Collected data entries:
[Start of section]
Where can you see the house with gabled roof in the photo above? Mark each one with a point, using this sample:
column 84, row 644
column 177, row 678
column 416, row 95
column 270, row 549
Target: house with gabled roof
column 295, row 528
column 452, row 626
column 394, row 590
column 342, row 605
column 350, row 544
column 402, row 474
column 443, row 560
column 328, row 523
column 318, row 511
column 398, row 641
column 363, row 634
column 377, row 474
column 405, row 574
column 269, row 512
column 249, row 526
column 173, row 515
[End of section]
Required action: Transcribe all of the lines in the records precisely.

Expected answer:
Where can you see the house with gabled roof in the photo above? Mark each one with a point, using this sample:
column 84, row 644
column 177, row 678
column 416, row 95
column 270, row 549
Target: house with gabled roof
column 295, row 528
column 452, row 626
column 394, row 590
column 342, row 605
column 350, row 544
column 402, row 474
column 443, row 560
column 328, row 523
column 318, row 511
column 398, row 641
column 363, row 634
column 377, row 474
column 405, row 574
column 269, row 512
column 249, row 526
column 173, row 515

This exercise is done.